▶ _Source extract_
[start]

The steel slag raw material is firstly subjected to step I dry grinding, crushed step by step to dissociate the massive metallic iron and remove the slag and iron by magnetic separation, and the -5mm tailing slag is put into the mill to make steel slag powder. Generally, the specific surface area of steel slag powder is 300m ² /kg, and the dissociation degree of RO phase mineral monomers in it is ≥90%. The intermediate product or coarse powder of closed-circuit grinding is produced by segmental grinding, and the dissociated slag and iron are removed by magnetic separation before entering the mill for further grinding.

The steel slag powder enters step II pneumatic separation, and the fine powder and coarse powder are separated by the superfine powder separator. Fine powder is the product of high activity steel slag powder. The quality control of high activity steel slag powder product is realized by adjusting the cutting particle size of powder selection operation. The control parameter of cutting particle size is ≤20μm. Inert minerals are enriched in the coarse powder, which is processed and purified by subsequent operations.

Coarse powder enters subsystem Ⅲ dry magnetic separation, and the magnetic material and non-magnetic material are separated by dry fine powder magnetic separator. The non-magnetic material is coarse tailings, whose main component is coarse-grained active minerals, which are returned to the mill for grinding together with the original steel slag tailings. The magnetic material is coarse concentrate, which contains not only dissociated active mineral particles, but also aggregated active mineral particles, which require further grinding, dissociation and separation in subsequent operations.

Coarse concentrate enters subsystem IV wet grinding, mixed with water and then closed-circuit grinding to make fine slurry. Fine slurry particles all pass through a 65μm sieve, which can meet the requirement of 99% dissociation degree of inert minerals.

The fine slurry enters the subsystem V wet magnetic separation to separate magnetic slurry and non-magnetic slurry. Magnetic slurry is a wet inert mineral product. By adjusting the magnetic induction or magnetic field gradient of the magnetic separator, the product quality can reach the technical index. The non-magnetic slurry is wet cement iron raw material. The magnetic induction of the magnetic separator is ≤0.8T.

Wet inert minerals and wet cement iron materials enter subsystem VI for dehydration, and are dehydrated by filter press or suction filter respectively to produce two products with a moisture content of about 8%. The content of magnetic substances in inert mineral products is ≥96%, and the iron grade TFe is ≥55%, which meets the technical indicators of fifth-grade iron ore and magnetite mineral powder for coal preparation. Cement iron raw materials can not only be used as iron correction raw materials for cement raw meal ingredients, but also can be used as roadbed materials and construction engineering backfill materials. The released water is collected and returned to subsystem IV wet grinding, and mixed with coarse powder for recycling.

The present invention can select undisturbed steel slag as raw material to start processing from steel slag crushing, magnetic separation and iron removal, or select steel slag powder on the market for direct pneumatic separation.

[end]

▶ _Tasks to perform_
[1] List every numbered processing stage in the steel slag processing text, giving each stage's numeral and its name.
[2] Carry on the steel slag processing text with one further paragraph that follows on from its final sentence.

▶ _Pointing and labeling entries_
[start]

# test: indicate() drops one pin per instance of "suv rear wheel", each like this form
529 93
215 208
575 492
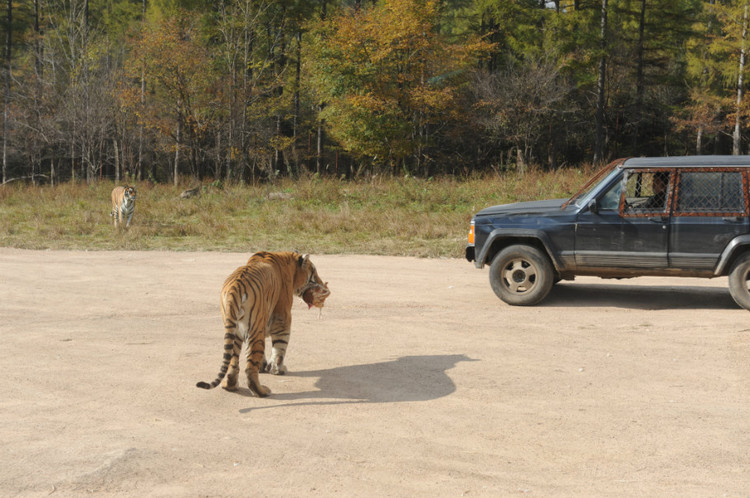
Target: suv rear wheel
521 275
739 278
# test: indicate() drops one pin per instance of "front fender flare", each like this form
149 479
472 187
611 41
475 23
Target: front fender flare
528 234
729 251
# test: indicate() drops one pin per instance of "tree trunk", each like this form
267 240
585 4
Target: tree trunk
177 152
737 136
599 140
8 46
117 161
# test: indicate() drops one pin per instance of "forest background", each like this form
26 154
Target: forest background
249 90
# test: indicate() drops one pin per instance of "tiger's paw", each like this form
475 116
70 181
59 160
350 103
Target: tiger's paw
275 369
260 390
229 385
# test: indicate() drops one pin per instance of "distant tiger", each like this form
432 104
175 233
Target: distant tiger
123 205
256 301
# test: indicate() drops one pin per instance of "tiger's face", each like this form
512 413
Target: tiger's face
312 289
316 295
129 193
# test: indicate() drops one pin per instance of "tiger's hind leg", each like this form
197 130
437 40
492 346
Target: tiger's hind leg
255 357
232 343
279 329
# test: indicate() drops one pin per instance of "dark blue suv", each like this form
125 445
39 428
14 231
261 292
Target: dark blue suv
674 216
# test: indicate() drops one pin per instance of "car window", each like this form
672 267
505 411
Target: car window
611 199
706 193
646 192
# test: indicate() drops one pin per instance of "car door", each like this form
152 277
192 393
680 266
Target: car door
629 225
711 208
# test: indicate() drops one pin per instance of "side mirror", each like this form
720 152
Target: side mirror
594 206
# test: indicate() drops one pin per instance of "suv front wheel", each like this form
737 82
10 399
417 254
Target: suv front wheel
739 278
521 275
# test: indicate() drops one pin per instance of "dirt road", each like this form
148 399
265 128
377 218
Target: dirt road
416 382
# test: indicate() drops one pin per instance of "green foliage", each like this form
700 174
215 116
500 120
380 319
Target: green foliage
391 216
247 90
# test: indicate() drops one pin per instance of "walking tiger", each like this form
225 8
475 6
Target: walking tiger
256 301
123 205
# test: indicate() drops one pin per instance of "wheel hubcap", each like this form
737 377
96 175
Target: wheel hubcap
519 276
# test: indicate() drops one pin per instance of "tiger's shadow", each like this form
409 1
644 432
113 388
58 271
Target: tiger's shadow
409 378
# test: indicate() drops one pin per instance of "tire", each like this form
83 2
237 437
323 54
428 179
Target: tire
739 278
521 275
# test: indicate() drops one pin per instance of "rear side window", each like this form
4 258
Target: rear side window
710 193
646 192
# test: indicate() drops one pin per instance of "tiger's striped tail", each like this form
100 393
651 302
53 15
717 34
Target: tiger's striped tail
232 346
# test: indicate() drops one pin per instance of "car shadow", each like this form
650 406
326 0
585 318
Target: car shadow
409 378
639 296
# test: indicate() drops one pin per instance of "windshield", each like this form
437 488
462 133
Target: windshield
582 197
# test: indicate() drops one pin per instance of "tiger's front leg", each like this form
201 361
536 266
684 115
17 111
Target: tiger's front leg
255 356
279 329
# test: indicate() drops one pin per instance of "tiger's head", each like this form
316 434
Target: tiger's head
308 284
129 193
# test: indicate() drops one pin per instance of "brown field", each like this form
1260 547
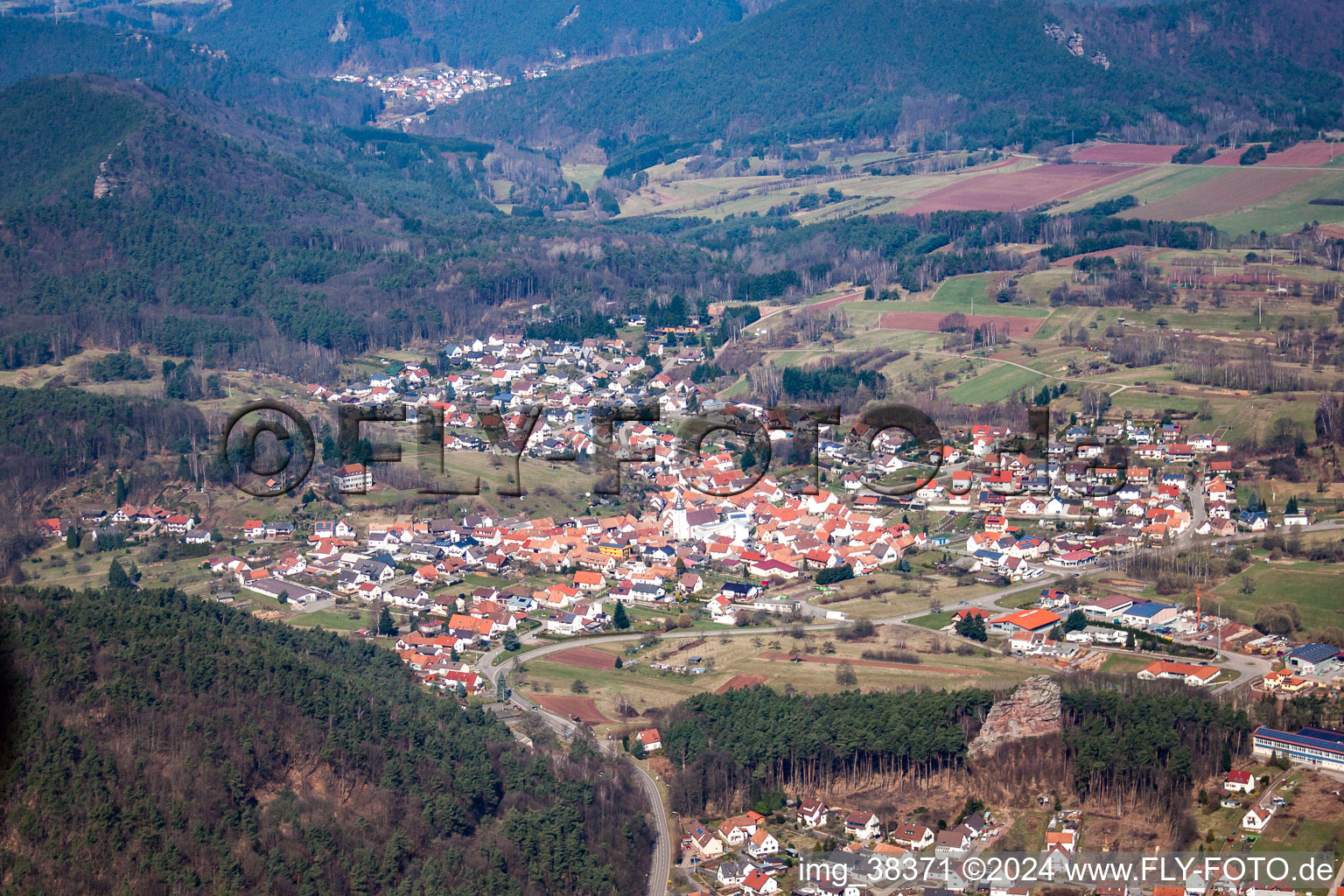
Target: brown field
742 682
582 707
875 664
1222 195
1128 153
1020 188
584 659
928 321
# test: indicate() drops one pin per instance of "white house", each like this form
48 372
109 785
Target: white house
762 844
1256 818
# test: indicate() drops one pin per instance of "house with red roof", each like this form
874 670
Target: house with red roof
1025 621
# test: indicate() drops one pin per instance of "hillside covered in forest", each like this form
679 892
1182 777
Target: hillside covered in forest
987 72
159 743
318 38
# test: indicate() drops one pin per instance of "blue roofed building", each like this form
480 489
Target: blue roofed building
1309 746
1313 659
1148 614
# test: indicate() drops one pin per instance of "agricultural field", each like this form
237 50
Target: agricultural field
879 595
730 655
1314 587
1022 190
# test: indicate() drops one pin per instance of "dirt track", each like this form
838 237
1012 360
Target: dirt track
582 707
741 682
879 664
584 659
928 321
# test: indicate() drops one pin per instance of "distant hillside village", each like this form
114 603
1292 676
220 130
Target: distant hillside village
739 547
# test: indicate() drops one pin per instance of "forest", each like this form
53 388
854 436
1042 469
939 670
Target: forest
54 434
730 747
158 743
1133 748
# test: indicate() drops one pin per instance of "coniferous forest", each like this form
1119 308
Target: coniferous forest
158 743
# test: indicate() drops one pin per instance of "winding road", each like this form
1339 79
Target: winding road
664 845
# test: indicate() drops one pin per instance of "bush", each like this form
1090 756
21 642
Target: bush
835 574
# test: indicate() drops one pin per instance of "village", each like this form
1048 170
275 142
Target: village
805 846
437 87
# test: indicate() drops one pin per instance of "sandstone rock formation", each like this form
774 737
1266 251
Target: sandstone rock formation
1031 710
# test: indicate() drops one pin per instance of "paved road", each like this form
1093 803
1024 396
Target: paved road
666 844
660 868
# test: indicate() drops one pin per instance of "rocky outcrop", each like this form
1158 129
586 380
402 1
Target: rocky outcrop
1031 710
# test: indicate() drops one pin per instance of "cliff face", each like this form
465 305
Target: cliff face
1031 710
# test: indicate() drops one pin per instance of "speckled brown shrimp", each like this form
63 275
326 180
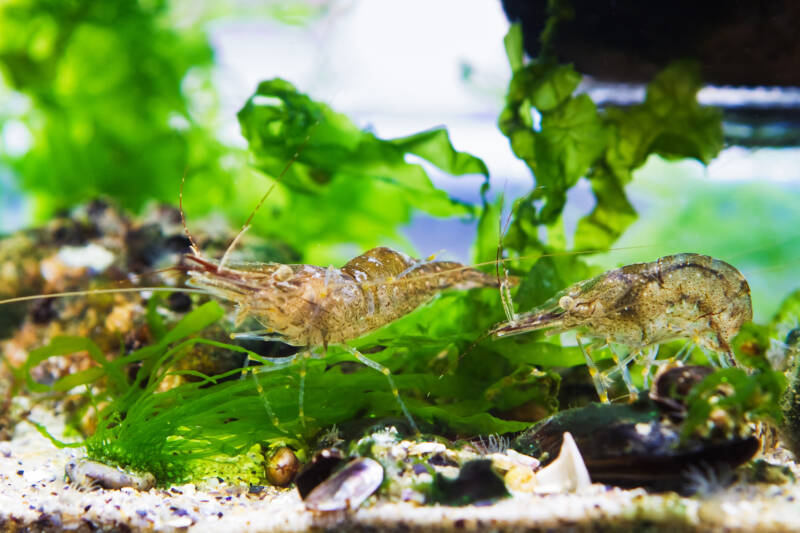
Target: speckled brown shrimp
311 306
683 296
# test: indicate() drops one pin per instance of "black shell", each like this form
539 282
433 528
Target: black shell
634 445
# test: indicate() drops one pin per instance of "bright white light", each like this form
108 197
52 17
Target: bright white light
16 138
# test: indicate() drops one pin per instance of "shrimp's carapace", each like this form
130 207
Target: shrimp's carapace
682 296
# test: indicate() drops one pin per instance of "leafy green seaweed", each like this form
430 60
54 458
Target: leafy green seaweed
345 185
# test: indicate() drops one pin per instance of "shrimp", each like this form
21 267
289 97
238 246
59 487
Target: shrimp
311 306
682 296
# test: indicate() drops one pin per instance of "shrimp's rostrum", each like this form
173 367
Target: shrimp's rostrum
312 306
683 296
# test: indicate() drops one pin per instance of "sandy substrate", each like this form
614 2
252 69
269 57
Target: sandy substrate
34 497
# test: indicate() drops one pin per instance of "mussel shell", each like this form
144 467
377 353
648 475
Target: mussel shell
348 488
633 445
318 470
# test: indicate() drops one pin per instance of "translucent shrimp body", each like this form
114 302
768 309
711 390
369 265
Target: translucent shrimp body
312 306
683 296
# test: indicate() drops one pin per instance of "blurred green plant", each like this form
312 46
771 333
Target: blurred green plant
343 185
112 92
563 137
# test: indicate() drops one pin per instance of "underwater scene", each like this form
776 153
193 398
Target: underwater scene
318 264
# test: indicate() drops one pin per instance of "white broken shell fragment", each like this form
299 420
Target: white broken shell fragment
348 488
424 448
510 459
90 474
567 473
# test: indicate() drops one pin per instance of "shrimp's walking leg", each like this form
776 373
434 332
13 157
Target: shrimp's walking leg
260 334
301 412
622 366
505 298
262 393
597 378
648 363
685 352
386 372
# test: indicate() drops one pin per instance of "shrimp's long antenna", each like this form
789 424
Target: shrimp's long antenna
286 168
99 291
192 244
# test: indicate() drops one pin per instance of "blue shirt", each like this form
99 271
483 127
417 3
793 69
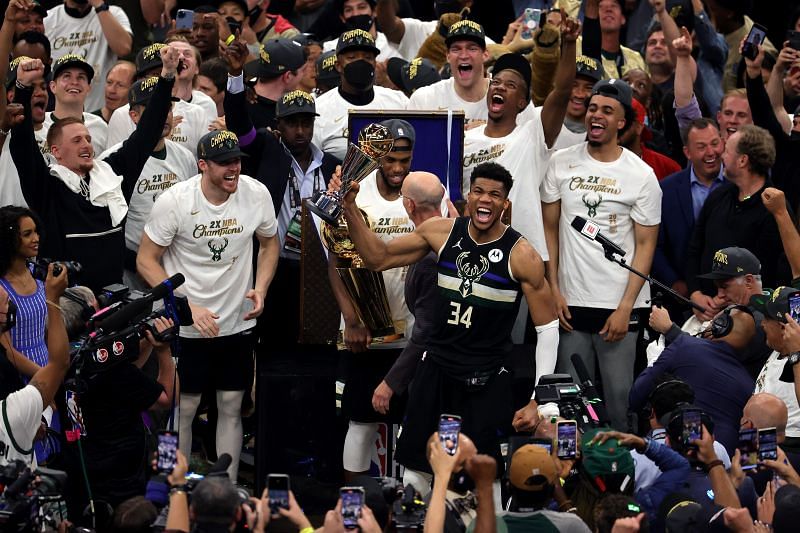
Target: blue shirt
700 192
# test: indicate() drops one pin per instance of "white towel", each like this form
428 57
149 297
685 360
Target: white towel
105 187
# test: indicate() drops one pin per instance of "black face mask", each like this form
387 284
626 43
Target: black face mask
446 6
359 22
360 74
11 317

[end]

▶ _Answers for the tasks_
[1]
I: dry grinding
II: pneumatic separation
III: dry magnetic separation
IV: wet grinding
V: wet magnetic separation
VI: dehydration

[2]
Example 1

The steel slag produced by a steel company in Shanxi is ground into steel slag powder by roller press, with a specific surface area of 310m ² /kg. Using GB/T 20491-2006 "Steel slag powder used in cement and concrete" inspection, the activity index of steel slag powder: 74% for 3d, 78% for 7d, and 82% for 28d. Measure three kinds of inert contents in steel slag powder: Fe content 1.25%, Fe ₃ O ₄ content 5.25%, RO phase content 34.87%, total inert mineral content 41.37%. The steel slag powder is sorted by an industrial small ultra-fine powder separator with a cutting particle size of 18 μm to obtain a high-activity steel slag powder product. The activity index of high activity steel slag powder: 3d is 80%, 7d is 88%, 28d is 91%. After pneumatic separation, the activity index of steel slag powder is increased by about 10%, the total content of inert minerals is 8.96%, and the product quality fully meets the market requirements.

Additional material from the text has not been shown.